* Action item A: In the comment thread about how doctors and patients address each other, what did hospital staff keep calling the commenter's 70-something mother?
* Action item B: Extend the comment thread about how doctors and patients address each other, picking up after its final comment.

I realize this might sound weird from a GenXer but, really, I really perceive it as a power play be a physician when he/she calls me by my first name without letting me call them by their first name. (I also dislike the idea of calling nurses by their first name. They should be Miss or Ms. or Mrs. - but I think I 'm weird on this issue.)

 
At Mon Jan 14, 01:27:00 PM, Blogger GeorgeH said...

I think a lot of it is how far South you grew up and where you practice.

 
At Mon Jan 14, 03:31:00 PM, Anonymous Anonymous said...

This post made me think back on the (relatively few) encounters I've had with my current doctor, and I don't think he's used my name at all.

Overall, I prefer first names; calling me by a title would make me feel old and would probably make me look over my shoulder for my mother. But no name at all? Does this mean he doesn't like me? :(

I would *never* call a doctor by his/her first name. I just wouldn't. It would seem too familiar. I would rather the professional line not be crossed.

I once had a specialist who looked to be the same age as me, and he asked me, "Is it all right if I call you (First Name)?" It seemed really weird to be asked that by someone of my own generation.

What I do *not* want people calling me is "young lady." When my 70-something mother was recently hospitalized, the staff kept calling her this, and it made the whole family super-annoyed. I mean, someone in their 70s obviously is not young... so why say it? It just seemed paternalistic.

 
At Tue Jan 15, 01:39:00 PM, Anonymous Anonymous said...

For some reason, all this reminded me of when I first met you. I came with my wife ~17 years ago. We all introduced ourselves, and you said (looking at my wife, "You must be the patient" and to me: "You're here to make sure I don't have horns." If you consider the converssation thread as being "respect in introductions ", it's not that big of a nonsequiter.

Obviously,that initial encounter ended our search for a family doctor.

 
At Thu Jan 17, 09:15:00 AM, Blogger This is Sixty said...

I don't call doctors by their first name, but don't attach a bunch of meaning to it. It's just a custom I grew up with - I don't feel the doctor has more power than me or I am in a weaker position. It's just like calling a sandwich a sandwhich. It is what it is. Even though the doctor has the power to see me naked, I have the power to put my clothes on and walk out of the room. Let's not turn ourselves into victims.

Saved items:
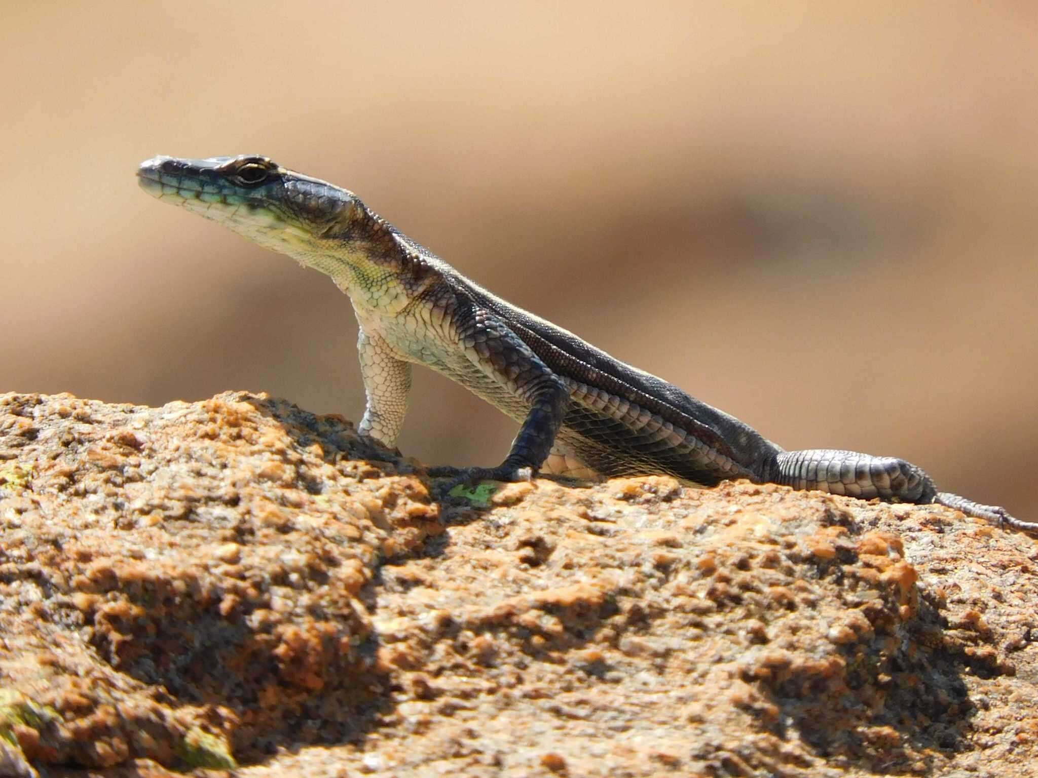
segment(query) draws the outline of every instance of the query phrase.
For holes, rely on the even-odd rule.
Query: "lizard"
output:
[[[733,416],[628,365],[469,280],[353,192],[268,157],[155,157],[140,186],[335,282],[353,304],[366,405],[358,432],[393,448],[411,365],[440,372],[517,422],[496,467],[434,467],[450,485],[670,474],[778,483],[861,499],[936,503],[1018,530],[1038,522],[939,492],[920,467],[856,451],[787,451]]]

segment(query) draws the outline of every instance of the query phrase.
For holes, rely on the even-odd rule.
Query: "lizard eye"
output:
[[[246,187],[255,187],[263,184],[270,176],[270,170],[265,165],[250,162],[242,165],[230,177]]]

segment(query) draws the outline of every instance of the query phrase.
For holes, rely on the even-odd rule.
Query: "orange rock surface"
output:
[[[1038,543],[945,508],[6,394],[0,527],[4,775],[1038,775]]]

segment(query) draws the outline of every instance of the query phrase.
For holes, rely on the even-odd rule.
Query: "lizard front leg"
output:
[[[985,519],[1029,532],[1038,531],[1038,522],[1015,519],[998,505],[982,505],[950,492],[938,492],[926,472],[910,462],[894,456],[872,456],[857,451],[803,449],[783,451],[774,463],[771,480],[793,489],[817,489],[838,495],[870,500],[936,503],[966,516]]]
[[[365,332],[363,326],[357,338],[357,357],[367,396],[357,432],[393,448],[407,415],[411,364],[398,358],[380,335]]]
[[[512,441],[504,462],[495,468],[430,469],[430,475],[453,475],[445,489],[472,480],[516,481],[532,478],[555,442],[570,393],[563,380],[492,313],[472,307],[457,314],[458,338],[465,355],[494,383],[529,410]]]

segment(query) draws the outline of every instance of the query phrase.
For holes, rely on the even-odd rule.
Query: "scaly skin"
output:
[[[1016,529],[1038,523],[937,492],[919,467],[855,451],[785,451],[738,419],[613,359],[468,280],[352,192],[266,157],[156,157],[138,170],[156,197],[325,273],[360,325],[367,394],[359,430],[395,445],[411,365],[431,367],[520,422],[494,468],[434,468],[452,484],[539,471],[668,473],[712,485],[748,478],[870,499],[939,503]],[[449,487],[448,487],[449,488]]]

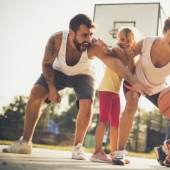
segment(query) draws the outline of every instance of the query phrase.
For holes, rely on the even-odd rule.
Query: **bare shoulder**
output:
[[[56,32],[49,37],[48,41],[54,41],[55,45],[60,46],[62,41],[62,31]]]
[[[94,57],[98,57],[101,53],[103,53],[102,45],[96,38],[93,38],[92,42],[90,43],[88,47],[87,52],[88,52],[89,58],[91,59]]]

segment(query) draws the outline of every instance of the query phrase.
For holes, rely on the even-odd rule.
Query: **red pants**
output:
[[[119,94],[99,91],[100,117],[99,121],[108,123],[110,126],[118,127],[120,119],[120,97]]]

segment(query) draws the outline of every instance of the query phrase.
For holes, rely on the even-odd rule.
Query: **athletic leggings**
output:
[[[124,95],[128,92],[132,90],[132,86],[126,81],[124,80],[123,82],[123,91],[124,91]],[[160,93],[157,93],[157,94],[154,94],[152,96],[148,96],[146,95],[145,97],[150,101],[152,102],[156,107],[158,107],[158,97],[159,97],[159,94]],[[140,94],[139,94],[139,97],[140,97]]]
[[[120,119],[120,97],[119,94],[99,91],[100,116],[99,121],[108,123],[111,127],[119,126]]]

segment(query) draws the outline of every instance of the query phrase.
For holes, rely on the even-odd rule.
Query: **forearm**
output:
[[[133,86],[133,84],[137,82],[137,79],[129,69],[126,68],[119,59],[113,58],[112,60],[114,61],[106,60],[105,64]]]
[[[54,84],[54,69],[50,65],[43,66],[43,75],[48,86]]]

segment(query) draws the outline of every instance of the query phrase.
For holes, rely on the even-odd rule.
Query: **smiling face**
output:
[[[133,32],[129,29],[123,29],[119,32],[117,43],[122,49],[132,48],[135,41]]]
[[[80,25],[79,29],[75,33],[71,30],[73,37],[73,44],[79,52],[83,52],[87,49],[93,39],[93,33],[95,29],[87,28],[85,25]]]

* Answer space A: "Young lady."

* Answer space B:
As a nursing student our instructors have pounded into our heads not to call patients pet names like "sweetie" or "honey". As a dialysis nurse my patients LOVE IT when we call them sweetie-honey-baby. I alwasy start out by calling them "Mr. Soandso", but as we get to know each other, and in dialysis we become quite familiar, the pet names slip out easily.

So for the nine-tenths of one percent of patients who are offended by it, I think I will defer to the 99.9% who appreciate it.

 
At Fri Jan 18, 11:37:00 PM, Blogger denverdoc said...

I always call my patients from the waiting room (Jane Doe?) and then introduce myself by first and last name. I generally have my stethoscope 'round my neck to 1) identify me as doctor, 2) so I know where it is when I need it. I prefer being called by my first name, although I am partial to the appellation 'Doc,' and I generally use first names unless the name is archaic--Edith, Harold, Burton, etc.--suggesting the owner hails from the 'greatest generation' and is thus old enough to be my parent.

You certainly have a knack for hitting issues. I'm still mulling over your call for internists to get out of the primary care business. Trying to unruffle my feathers and thinking of a rejoinder. Realizing my practice is more like a family one, sans pregnant women and small children--than an internists, and glad that it is. You may, in fact, be right.

 
At Mon Jan 21, 07:24:00 PM, Anonymous Anonymous said...

I have to admit I'm one of those patients that does not like being called "sweetie" or "honey"! Even when I had a doctor I visited four times a week, I didn't like it at all when he called me "sweetie." Especially since I addressed him as "Dr. X." I think those terms of endearment should be reserved for spouses, couples, close friends, and family.